Work instructions - Which of the lines below contain the string "shelf"? Copy each one.

Source records -
# # # # #
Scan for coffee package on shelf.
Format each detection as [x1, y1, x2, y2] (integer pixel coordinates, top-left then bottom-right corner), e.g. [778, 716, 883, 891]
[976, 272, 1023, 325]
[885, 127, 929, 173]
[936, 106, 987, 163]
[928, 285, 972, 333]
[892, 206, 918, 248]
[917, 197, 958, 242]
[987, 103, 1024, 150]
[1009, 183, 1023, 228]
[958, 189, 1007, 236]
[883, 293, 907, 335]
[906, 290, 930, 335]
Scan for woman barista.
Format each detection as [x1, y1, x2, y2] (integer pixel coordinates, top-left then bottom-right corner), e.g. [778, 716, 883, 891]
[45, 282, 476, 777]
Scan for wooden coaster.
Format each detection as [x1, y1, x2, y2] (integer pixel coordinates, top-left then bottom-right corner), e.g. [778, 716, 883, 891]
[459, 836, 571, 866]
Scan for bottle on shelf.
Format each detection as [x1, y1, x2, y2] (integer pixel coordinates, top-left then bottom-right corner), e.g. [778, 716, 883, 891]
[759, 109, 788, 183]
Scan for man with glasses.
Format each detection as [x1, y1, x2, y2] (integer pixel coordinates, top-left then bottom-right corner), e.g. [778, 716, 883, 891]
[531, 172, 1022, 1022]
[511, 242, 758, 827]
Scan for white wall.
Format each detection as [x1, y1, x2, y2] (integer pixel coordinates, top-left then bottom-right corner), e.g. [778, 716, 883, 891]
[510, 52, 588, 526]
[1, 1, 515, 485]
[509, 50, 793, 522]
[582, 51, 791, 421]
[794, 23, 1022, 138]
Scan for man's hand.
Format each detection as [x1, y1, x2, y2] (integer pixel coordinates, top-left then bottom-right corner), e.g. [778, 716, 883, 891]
# # # # #
Answer to this problem -
Scan for coffee package on shelf.
Scan for bottle on shelf.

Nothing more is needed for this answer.